Collection entries:
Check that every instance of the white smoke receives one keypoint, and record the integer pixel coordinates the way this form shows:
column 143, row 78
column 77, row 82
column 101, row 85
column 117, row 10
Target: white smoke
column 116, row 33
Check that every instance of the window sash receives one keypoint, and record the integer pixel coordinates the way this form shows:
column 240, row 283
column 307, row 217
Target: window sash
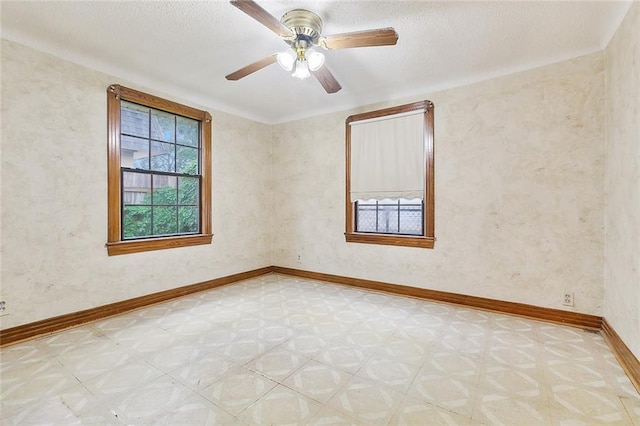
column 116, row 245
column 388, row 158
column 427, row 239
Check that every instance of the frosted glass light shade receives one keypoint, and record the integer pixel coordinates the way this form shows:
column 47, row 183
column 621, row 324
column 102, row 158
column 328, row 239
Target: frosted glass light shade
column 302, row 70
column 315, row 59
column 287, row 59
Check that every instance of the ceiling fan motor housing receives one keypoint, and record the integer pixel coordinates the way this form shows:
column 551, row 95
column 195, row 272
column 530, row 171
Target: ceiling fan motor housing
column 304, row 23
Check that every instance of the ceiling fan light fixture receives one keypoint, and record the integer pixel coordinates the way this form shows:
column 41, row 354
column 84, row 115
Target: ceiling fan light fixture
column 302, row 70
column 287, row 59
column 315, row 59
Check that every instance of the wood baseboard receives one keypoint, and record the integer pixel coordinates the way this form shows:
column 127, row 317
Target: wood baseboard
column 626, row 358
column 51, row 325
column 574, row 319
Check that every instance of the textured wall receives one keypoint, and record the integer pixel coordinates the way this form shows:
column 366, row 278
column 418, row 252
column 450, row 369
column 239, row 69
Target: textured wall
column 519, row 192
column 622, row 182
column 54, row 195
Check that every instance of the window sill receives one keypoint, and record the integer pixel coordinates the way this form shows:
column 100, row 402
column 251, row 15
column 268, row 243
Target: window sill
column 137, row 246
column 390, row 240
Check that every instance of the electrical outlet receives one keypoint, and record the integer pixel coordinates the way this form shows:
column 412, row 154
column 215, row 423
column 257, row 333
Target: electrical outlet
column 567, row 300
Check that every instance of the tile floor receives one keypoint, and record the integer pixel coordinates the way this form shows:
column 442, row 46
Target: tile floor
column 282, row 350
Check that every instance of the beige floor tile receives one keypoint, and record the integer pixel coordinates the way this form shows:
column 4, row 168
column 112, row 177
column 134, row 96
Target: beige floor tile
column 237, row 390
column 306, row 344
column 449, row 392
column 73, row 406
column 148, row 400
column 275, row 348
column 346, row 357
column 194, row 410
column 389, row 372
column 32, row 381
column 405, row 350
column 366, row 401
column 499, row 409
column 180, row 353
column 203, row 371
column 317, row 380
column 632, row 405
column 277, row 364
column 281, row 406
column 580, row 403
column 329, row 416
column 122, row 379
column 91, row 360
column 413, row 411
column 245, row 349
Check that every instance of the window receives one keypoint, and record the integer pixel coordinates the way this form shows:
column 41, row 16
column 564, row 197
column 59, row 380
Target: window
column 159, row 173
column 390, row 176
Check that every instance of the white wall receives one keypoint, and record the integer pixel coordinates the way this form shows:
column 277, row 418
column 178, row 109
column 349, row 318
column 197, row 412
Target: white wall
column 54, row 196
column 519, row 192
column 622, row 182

* * *

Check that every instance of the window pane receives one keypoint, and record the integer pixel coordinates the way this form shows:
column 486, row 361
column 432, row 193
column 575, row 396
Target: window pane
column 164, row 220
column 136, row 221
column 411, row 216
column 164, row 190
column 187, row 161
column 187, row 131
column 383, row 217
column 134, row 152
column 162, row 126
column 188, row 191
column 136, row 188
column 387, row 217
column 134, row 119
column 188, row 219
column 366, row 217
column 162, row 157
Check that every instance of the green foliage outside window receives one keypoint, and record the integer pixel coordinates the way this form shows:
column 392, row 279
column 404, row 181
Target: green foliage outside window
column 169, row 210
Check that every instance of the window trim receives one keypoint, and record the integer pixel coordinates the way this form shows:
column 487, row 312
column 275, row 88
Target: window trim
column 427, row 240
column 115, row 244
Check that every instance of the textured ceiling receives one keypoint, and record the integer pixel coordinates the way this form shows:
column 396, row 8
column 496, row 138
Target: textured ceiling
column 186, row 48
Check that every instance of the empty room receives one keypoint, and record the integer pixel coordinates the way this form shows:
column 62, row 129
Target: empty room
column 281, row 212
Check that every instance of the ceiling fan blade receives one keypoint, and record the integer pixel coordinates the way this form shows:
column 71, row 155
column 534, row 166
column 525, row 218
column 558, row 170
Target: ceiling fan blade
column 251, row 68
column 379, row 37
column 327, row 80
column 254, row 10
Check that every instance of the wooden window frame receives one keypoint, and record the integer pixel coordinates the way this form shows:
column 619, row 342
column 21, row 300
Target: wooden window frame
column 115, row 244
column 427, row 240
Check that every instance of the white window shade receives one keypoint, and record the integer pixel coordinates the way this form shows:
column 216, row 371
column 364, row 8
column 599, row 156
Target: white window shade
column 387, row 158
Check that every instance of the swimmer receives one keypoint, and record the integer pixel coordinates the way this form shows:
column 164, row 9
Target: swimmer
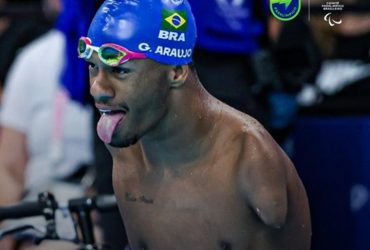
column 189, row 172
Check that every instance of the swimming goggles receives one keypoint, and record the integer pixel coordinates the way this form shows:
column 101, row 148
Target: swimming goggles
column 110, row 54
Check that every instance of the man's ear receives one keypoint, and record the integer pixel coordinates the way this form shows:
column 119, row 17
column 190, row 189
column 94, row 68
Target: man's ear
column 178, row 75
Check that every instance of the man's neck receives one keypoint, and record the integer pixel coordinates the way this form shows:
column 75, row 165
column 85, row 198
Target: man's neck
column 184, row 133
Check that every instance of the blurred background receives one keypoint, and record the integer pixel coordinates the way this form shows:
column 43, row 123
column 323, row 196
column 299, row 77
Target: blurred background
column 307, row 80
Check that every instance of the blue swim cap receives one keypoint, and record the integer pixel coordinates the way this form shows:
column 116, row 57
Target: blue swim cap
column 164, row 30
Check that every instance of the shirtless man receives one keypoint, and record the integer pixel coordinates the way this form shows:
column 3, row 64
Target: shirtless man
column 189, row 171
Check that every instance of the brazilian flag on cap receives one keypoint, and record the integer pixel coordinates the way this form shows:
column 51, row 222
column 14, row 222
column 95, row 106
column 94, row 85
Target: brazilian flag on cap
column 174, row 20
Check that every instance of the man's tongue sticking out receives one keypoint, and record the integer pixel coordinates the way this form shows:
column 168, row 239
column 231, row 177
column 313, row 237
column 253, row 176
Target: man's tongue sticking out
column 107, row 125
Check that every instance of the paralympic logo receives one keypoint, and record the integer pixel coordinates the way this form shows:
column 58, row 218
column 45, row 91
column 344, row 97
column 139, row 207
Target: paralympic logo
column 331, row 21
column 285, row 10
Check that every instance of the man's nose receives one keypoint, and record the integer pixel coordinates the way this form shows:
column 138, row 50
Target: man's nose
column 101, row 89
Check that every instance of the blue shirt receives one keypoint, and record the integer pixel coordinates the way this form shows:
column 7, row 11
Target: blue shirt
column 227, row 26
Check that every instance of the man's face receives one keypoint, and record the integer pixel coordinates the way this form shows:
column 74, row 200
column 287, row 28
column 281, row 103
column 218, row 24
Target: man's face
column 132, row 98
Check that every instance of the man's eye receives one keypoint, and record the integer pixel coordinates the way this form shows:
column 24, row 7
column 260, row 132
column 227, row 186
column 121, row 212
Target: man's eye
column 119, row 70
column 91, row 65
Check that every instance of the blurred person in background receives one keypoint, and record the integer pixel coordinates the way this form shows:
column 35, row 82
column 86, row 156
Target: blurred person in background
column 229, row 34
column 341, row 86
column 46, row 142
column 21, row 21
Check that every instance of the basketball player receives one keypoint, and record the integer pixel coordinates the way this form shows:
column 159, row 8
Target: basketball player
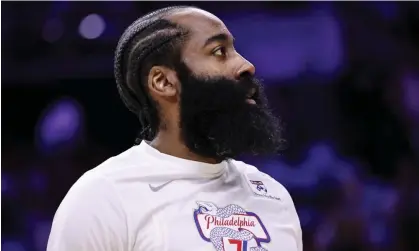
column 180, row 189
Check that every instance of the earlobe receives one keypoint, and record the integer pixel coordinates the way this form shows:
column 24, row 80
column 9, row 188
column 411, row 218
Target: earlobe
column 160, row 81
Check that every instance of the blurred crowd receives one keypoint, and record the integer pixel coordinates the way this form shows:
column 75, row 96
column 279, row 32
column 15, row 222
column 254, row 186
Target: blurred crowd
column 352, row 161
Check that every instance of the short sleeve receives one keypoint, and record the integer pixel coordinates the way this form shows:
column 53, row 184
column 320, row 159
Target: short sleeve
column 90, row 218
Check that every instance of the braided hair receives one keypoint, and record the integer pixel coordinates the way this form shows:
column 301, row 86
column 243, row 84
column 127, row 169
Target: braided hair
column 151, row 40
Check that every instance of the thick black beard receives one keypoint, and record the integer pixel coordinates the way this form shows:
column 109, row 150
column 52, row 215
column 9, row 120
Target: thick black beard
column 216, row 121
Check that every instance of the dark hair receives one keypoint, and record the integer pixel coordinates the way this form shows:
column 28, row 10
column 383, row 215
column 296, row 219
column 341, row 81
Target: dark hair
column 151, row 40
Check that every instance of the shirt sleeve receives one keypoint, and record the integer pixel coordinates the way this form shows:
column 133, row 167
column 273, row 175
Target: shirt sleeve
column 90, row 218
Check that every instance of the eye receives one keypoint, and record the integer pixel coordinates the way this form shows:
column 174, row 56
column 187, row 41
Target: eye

» About this exercise
Set down only the lines above that fall between the line holding "Check that every instance of the white smoke" and the line holding "column 307, row 217", inclusive, keeping each exact.

» Written reply
Check that every instance of the white smoke receives one keypoint, and record the integer pixel coordinates the way this form shows:
column 143, row 78
column 77, row 82
column 101, row 85
column 117, row 10
Target: white smoke
column 116, row 33
Check that every instance of the window sash receives one keypoint, and record the integer pixel coordinates the way this form shows:
column 240, row 283
column 307, row 217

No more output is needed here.